• _TASK TO COMPLETE_:
Reproduce the entries that follow verbatim, down to the final line.

• _RECORDS FOR THE TASK_:
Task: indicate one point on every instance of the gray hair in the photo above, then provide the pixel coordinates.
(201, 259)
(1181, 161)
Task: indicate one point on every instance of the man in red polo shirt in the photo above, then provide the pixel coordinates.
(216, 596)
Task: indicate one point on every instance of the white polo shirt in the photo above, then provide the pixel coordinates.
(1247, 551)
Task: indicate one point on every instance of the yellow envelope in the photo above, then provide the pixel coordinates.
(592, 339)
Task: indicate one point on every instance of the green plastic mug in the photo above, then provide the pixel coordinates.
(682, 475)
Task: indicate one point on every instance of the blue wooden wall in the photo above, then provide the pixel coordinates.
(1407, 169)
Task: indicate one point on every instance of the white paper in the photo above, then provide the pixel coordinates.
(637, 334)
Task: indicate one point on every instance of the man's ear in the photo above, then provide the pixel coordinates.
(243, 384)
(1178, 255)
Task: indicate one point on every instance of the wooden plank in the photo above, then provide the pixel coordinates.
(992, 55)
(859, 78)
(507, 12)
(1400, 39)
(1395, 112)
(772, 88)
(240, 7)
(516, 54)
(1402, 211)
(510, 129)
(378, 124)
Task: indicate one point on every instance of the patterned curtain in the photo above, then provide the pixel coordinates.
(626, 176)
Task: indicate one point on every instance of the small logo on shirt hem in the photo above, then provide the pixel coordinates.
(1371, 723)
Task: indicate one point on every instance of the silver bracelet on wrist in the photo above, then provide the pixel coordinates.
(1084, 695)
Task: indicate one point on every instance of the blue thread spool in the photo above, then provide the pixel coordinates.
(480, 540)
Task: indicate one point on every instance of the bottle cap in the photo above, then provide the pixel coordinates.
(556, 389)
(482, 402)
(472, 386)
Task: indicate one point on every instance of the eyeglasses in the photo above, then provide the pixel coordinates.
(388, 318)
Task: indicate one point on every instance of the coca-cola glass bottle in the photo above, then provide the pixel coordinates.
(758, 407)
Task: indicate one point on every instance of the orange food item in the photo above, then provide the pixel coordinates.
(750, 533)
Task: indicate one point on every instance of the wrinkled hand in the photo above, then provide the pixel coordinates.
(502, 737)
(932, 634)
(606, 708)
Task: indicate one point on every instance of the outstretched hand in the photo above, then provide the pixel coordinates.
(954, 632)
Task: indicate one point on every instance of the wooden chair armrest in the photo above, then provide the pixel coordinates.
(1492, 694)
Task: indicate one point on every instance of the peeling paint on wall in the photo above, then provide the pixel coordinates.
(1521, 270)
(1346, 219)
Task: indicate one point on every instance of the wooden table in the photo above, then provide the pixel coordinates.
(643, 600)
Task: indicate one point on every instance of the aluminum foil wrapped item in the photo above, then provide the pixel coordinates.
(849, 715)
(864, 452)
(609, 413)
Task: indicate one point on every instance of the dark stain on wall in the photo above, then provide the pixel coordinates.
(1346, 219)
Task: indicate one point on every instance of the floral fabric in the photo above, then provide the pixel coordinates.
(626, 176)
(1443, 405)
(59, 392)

• _OUTPUT FOR THIS TASK_:
Task: indicate one point on every instance of the gray hair in the photo above, then provide the pixel coordinates.
(201, 259)
(1181, 161)
Task: indicate one point on every instance of the man in red polo shirt in the photo above, then provide the pixel coordinates.
(216, 596)
Task: indicate one point on every instance of the white polo shirt in the photo above, then provide the pixel coordinates.
(1247, 551)
Task: indicate one point on every instance of the yellow envelope in the photo above, then provide the pixel coordinates.
(592, 339)
Task: indicate one point on every instance of the green plastic mug in the photo above, then provide the pixel coordinates.
(682, 475)
Task: indicate one point on every instance of the blue wooden wall in the photo above, then provide the pixel coordinates.
(1407, 169)
Task: indicate one point on every instance of the white paper in the photo above, then provide the pixel coordinates.
(637, 334)
Task: indicate one point on every instance of the man's ear in the photo above, then provide the pixel coordinates.
(243, 384)
(1178, 255)
Task: indicate one point on every instance of the wooden plank in the photo above, then provide the pixel coordinates.
(992, 55)
(859, 78)
(507, 12)
(1400, 39)
(1395, 112)
(772, 88)
(240, 7)
(516, 54)
(1402, 211)
(510, 129)
(378, 124)
Task: indicate one point on every instance of the patterned curtain in the photo above, then provide the pixel coordinates.
(626, 176)
Task: indicate one point on every instance of the small logo on shirt hem in the photo above, then provide the pixel coordinates.
(1371, 723)
Task: indicate one point on every instance of the silver bracelet on wrist in the photo above, then provide the pixel coordinates.
(1084, 695)
Task: indicate one point on every instance of the blue thread spool in the photo above, then provide the pixel coordinates.
(480, 540)
Task: indicate one point on every instance of the bottle cap in the photo above, then provide the pixel coordinates.
(556, 389)
(482, 402)
(472, 386)
Task: indicate one point on every instance of the eyeglasses in the photo above, then provide the pixel coordinates.
(388, 318)
Task: indicate one point on every instance of the coca-cola glass bottle in the photo above, then provide the pixel coordinates.
(758, 407)
Task: indicate one point on every instance of the orange food item in the photo above, then provide the pixel coordinates.
(750, 533)
Task: indicate one point on every instance of the wrinkled hand in the photo above, then provide the pixel coordinates.
(502, 737)
(932, 634)
(606, 708)
Task: indicate one point on every instance of the outstretched hand in the photo above, then provide the pixel coordinates.
(954, 632)
Task: indicate one point on every instance of the wooden chair armrest in the photo above, then provide the pixel coordinates.
(1492, 694)
Task: indicate one point on every instance of the peeling paint on wall in the photo above, then provide the pixel coordinates.
(1521, 270)
(1346, 219)
Task: indicate one point on every instance of the wooden table in the photo above, then provide the pixel coordinates.
(643, 600)
Task: indicate one point on every instance of the aluminum foil wrapped item in the photo above, then provide the pixel coordinates.
(849, 715)
(864, 452)
(609, 413)
Task: indicate one point on every instance of the dark stain on wall in the photo above, then provide the pixel coordinates.
(1346, 219)
Task: indicate one point on every instance of the floral fabric in the photo above, then provide the pixel coordinates.
(626, 176)
(1443, 405)
(59, 392)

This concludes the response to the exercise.